#### [SET TASK]
Could you rewrite the lines below with "blue blurred background" replaced by "blurry blue backdrop", keeping everything else the same and leaving the pictures out?
########################################
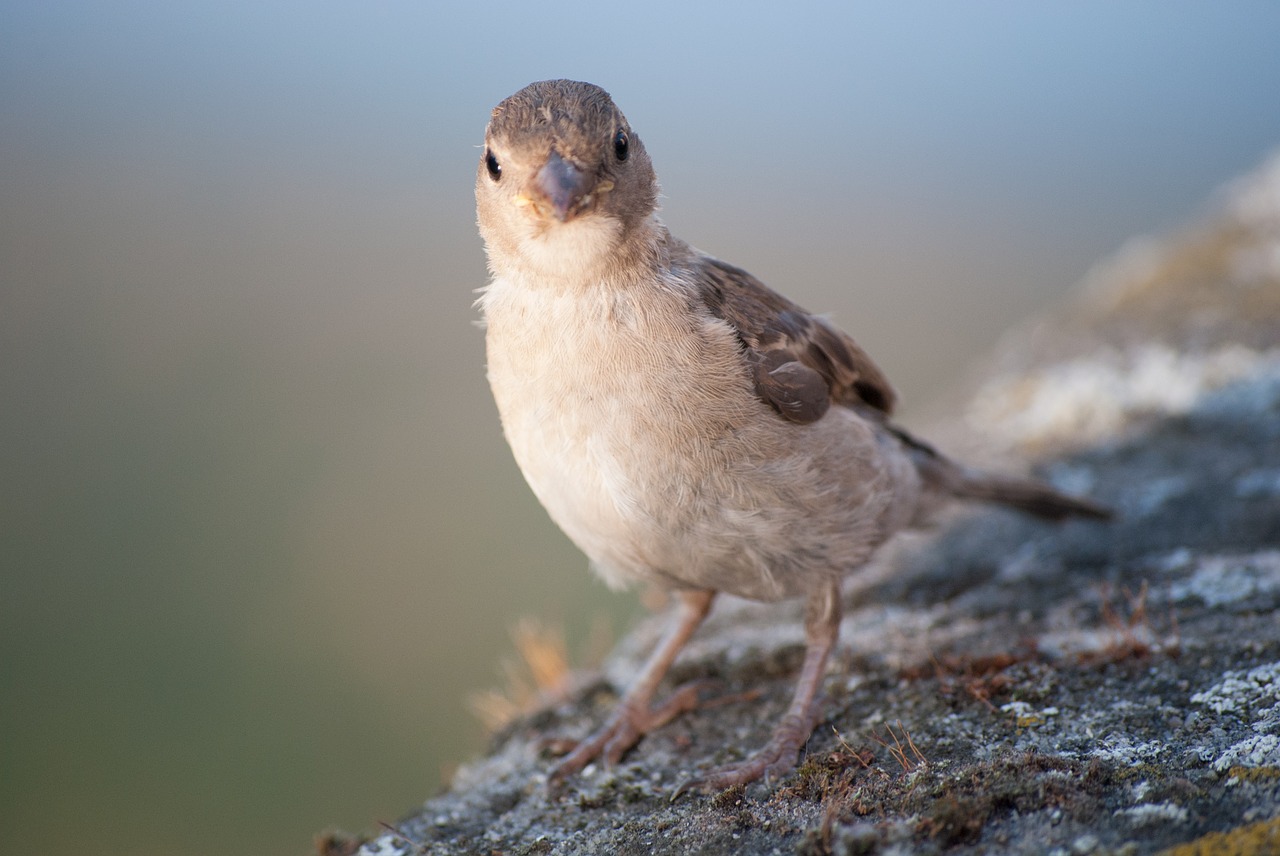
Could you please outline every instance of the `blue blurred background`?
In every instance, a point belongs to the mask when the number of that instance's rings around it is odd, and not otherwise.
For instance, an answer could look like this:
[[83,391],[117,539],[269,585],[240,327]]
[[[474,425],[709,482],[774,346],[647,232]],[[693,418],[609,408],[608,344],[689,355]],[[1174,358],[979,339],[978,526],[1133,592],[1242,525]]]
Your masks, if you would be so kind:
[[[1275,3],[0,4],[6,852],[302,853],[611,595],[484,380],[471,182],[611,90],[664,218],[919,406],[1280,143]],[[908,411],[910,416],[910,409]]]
########################################
#### [FULL ANSWER]
Could you please outline every instance of the `blurry blue backdrop`?
In every instance, a point belongs to the mask when the number of that instance's rings around it is odd, and not otherwise.
For instance, an answer could look like this:
[[83,391],[117,539],[269,585],[240,327]]
[[[474,425],[709,482],[774,346],[647,232]],[[693,418],[609,408],[608,344],[689,355]],[[1174,358],[979,339],[978,526],[1133,592],[1242,525]]]
Your masks, if you would be so kind:
[[[1275,3],[0,4],[6,852],[302,853],[611,595],[484,380],[471,182],[611,90],[664,218],[919,406],[1280,143]],[[908,411],[910,416],[910,409]]]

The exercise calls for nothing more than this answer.